On 11 January 1962, using the adopted name David Motsamayi,
Nelson Mandela secretly left South Africa. He travelled around Africa and
visited England to gain support for the armed struggle. He received military
training in Morocco and Ethiopia and returned to South Africa in July 1962. He
was arrested in a police roadblock outside Howick on 5 August while returning
from KwaZulu-Natal where he briefed ANC President Chief Albert Luthuli about
his trip.
He was charged with leaving the country illegally and
inciting workers to strike. He was convicted and sentenced to five years'
imprisonment which he began serving in the Pretoria Local Prison. On 27 May
1963 he was transferred to Robben Island and returned to Pretoria on 12 June.
Within a month police raided a secret hide-out in Rivonia used by ANC and
Communist Party activists, and several of his comrades were arrested.
On 9 October 1963 Nelson Mandela joined ten others on trial
for sabotage in what became known as the Rivonia Trial. While facing the death
penalty his words to the court at the end of his famous ‘Speech from the Dock’
on 20 April 1964 became immortalised:
“I have fought against white
domination, and I have fought against black domination. I have cherished the
ideal of a democratic and free society in which all persons live together in
harmony and with equal opportunities. It is an ideal which I hope to live for
and to achieve. But if needs be, it is an ideal for which I am prepared to
die.”
On 11 June 1964 Nelson Mandela and seven other accused:
Walter Sisulu, Ahmed Kathrada, Govan Mbeki, Raymond Mhlaba, Denis Goldberg,
Elias Motsoaledi and Andrew Mlangeni were convicted and the next day were
sentenced to life imprisonment. Denis Goldberg was sent to Pretoria Prison
because he was white, while the others went to Robben Island.
Nelson Mandela’s mother died in 1968 and his eldest son
Thembi in 1969. He was not allowed to attend their funerals.
On 31 March 1982 Nelson Mandela was transferred to Pollsmoor
Prison in Cape Town with Sisulu, Mhlaba and Mlangeni. Kathrada joined them in
October. When he returned to the prison in November 1985 after prostate surgery
Nelson Mandela was held alone. Justice Minister Kobie Coetsee visited him in
hospital. Later Nelson Mandela initiated talks about an ultimate meeting
between the apartheid government and the ANC.
On 12 August 1988 he was taken to hospital where he was
diagnosed with tuberculosis. After more than three months in two hospitals he
was transferred on 7 December 1988 to a house at Victor Verster Prison near
Paarl where he spent his last 14 months of imprisonment. He was released from
its gates on Sunday 11 February 1990, nine days after the unbanning of the ANC
and the PAC and nearly four months after the release of his remaining Rivonia
comrades. Throughout his imprisonment he had rejected at least three
conditional offers of release.

----------------------------------------

**TO DO**
A) Answer these questions from the Mandela extract:
(i) Under what adopted name did Nelson Mandela secretly leave South Africa?
(ii) Why was Denis Goldberg sent to Pretoria Prison instead of Robben Island?
(iii) What illness was Nelson Mandela diagnosed with after being taken to the hospital on 12 August 1988?
B) Summarize the Mandela extract in two sentences.
The listing that follows has no connection to the Mandela extract.

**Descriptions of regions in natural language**
----------------------------------------

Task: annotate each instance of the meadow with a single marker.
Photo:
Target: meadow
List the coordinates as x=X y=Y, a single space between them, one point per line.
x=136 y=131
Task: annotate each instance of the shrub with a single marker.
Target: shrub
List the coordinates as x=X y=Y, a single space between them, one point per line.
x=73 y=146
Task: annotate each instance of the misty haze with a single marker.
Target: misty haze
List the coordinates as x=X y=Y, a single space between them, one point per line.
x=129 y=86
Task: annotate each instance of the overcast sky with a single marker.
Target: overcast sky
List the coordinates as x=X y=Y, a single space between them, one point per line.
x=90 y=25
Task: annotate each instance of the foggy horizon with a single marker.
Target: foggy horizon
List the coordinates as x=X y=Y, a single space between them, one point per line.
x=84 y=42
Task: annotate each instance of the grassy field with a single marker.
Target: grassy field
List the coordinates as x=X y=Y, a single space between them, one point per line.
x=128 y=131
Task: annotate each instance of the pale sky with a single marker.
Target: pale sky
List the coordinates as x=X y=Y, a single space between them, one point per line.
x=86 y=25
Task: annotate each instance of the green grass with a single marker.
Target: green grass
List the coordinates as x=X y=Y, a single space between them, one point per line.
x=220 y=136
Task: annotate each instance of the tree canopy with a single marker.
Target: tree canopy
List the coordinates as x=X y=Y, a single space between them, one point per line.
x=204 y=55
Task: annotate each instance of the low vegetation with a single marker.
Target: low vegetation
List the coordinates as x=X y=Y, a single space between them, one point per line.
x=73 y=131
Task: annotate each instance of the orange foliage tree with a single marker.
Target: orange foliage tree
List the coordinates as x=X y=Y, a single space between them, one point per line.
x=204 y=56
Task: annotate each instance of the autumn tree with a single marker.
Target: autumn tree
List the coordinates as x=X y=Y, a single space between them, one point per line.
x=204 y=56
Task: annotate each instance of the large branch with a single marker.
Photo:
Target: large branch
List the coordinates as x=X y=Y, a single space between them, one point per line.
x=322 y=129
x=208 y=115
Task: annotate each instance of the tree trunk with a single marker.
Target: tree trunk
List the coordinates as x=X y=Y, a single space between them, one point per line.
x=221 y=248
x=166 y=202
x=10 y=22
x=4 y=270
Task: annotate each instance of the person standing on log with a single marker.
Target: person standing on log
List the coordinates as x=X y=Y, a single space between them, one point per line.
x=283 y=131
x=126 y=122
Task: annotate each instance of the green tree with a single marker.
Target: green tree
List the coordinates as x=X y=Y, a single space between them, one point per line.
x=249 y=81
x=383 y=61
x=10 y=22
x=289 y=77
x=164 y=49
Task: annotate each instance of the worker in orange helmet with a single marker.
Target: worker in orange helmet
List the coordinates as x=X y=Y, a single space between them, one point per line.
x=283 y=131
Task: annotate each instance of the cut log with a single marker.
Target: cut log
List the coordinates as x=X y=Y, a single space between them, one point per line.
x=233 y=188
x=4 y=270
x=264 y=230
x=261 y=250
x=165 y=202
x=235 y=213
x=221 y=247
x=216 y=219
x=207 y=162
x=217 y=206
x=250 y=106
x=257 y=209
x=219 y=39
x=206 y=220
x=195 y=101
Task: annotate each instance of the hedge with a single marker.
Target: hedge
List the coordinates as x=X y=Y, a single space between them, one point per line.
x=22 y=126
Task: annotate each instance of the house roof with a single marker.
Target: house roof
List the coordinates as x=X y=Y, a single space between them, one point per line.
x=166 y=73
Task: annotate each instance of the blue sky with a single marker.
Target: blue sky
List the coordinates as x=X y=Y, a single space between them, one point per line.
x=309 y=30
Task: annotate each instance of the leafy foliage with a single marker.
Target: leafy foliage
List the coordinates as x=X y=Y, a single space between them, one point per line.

----------------------------------------

**SOLUTION SET**
A)
(i) David Motsamayi
(ii) Because he was white
(iii) Tuberculosis

B) After secretly leaving South Africa in January 1962 and returning in July, Nelson Mandela was arrested on 5 August and sentenced to five years' imprisonment, and he was later tried for sabotage in the Rivonia Trial and sentenced to life imprisonment in June 1964. He was held on Robben Island, at Pollsmoor Prison and at Victor Verster Prison before his release on 11 February 1990, having rejected at least three conditional offers of release.